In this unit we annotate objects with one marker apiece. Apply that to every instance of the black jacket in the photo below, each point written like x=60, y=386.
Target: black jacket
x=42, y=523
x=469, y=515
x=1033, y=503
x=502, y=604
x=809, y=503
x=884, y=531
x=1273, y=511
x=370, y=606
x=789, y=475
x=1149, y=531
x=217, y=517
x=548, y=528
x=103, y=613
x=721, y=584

****************************************

REQUIREMENT
Your answer should be the whole listing above, repeated exactly as it appears.

TASK SOLUTION
In this unit we annotate objects with one marker apiece. Apply that to every instance of the black jacket in the photo below, each point written like x=60, y=386.
Target: black jacket
x=42, y=523
x=469, y=515
x=1033, y=503
x=502, y=604
x=809, y=503
x=884, y=531
x=1273, y=511
x=370, y=606
x=789, y=475
x=1149, y=531
x=217, y=517
x=548, y=528
x=103, y=613
x=721, y=584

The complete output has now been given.